> **What to produce**
The full set of entries is to be returned word for word.

> **Record extracts**
>>>

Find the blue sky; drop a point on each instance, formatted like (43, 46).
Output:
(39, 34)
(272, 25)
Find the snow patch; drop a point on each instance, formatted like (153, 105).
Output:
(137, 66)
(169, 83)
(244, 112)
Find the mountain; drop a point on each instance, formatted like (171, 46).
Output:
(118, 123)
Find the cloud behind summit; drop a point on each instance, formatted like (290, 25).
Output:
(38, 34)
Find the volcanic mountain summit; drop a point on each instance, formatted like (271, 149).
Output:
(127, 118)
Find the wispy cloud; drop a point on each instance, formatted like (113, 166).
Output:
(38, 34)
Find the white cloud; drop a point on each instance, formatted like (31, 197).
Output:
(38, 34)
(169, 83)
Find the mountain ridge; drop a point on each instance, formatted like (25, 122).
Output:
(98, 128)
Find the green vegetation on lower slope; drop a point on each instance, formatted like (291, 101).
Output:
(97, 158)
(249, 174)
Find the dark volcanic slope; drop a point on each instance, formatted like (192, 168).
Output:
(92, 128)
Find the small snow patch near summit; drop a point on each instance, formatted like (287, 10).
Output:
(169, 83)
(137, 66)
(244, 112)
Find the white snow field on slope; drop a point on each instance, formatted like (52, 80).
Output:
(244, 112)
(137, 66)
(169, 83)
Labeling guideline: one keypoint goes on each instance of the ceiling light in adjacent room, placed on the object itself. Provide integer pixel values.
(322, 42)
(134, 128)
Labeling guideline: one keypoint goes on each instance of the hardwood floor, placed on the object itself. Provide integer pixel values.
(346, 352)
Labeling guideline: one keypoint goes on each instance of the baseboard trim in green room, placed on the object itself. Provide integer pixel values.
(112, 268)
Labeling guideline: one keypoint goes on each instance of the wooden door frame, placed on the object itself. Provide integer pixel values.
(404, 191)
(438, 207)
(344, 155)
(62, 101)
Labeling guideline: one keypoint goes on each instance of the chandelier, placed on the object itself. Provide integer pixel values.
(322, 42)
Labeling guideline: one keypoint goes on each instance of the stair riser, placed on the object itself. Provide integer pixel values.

<<<

> **Result for this exercise**
Find the blue sky; drop a point on each instance, formatted like (43, 46).
Output:
(39, 34)
(272, 25)
Find the snow patch; drop a point on each instance, formatted like (153, 105).
Output:
(137, 66)
(169, 83)
(244, 112)
Find the mountain; drop a point on each instance, formatted like (171, 46).
Output:
(118, 123)
Find the cloud behind summit; drop a point on each instance, formatted like (290, 25).
Output:
(38, 34)
Find the volcanic mountain summit; drop a point on each instance, formatted like (271, 149).
Output:
(127, 118)
Find the wispy cloud; drop a point on each instance, formatted like (113, 166).
Output:
(38, 34)
Find the white cloud; drop a point on each instance, formatted like (31, 197).
Output:
(38, 34)
(169, 83)
Find the mountain ridge; drop a point on each instance, formatted like (25, 122).
Output:
(98, 128)
Find the green vegetation on lower slope; drop a point on each instance, formatted like (291, 101).
Output:
(97, 158)
(249, 174)
Find the dark volcanic slope; drop a point on each instance, formatted like (192, 168).
Output:
(92, 128)
Find the small snow patch near summit; drop a point on each instance, formatted like (287, 10).
Output:
(169, 83)
(137, 66)
(244, 112)
Find the white snow field on slope; drop a point on each instance, formatted like (52, 80).
Output:
(244, 112)
(137, 66)
(169, 83)
Labeling guideline: one keypoint goes on each instance of the ceiling light in adjacent room, placed on the object itself. Provide integer pixel values.
(322, 42)
(134, 128)
Labeling guideline: one keypoint goes on each instance of the hardwood floor, placed on the object itself. Provide integer pixel values.
(346, 352)
Labeling guideline: one keypoint goes on each instance of the baseboard trim in green room, placed on the object itself. Provide integer pixel values.
(112, 268)
Labeling guideline: one keypoint goes on each instance of the wooden door frame, placed on the object itself. Provide integer pixel values.
(404, 191)
(438, 207)
(344, 155)
(62, 101)
Labeling guideline: one keypoint goes on each instance of the chandelier, placed on the object itself. Provide integer pixel values.
(322, 42)
Labeling guideline: one keypoint goes on each instance of the stair riser, placed on the object itself. Provide integer pixel values.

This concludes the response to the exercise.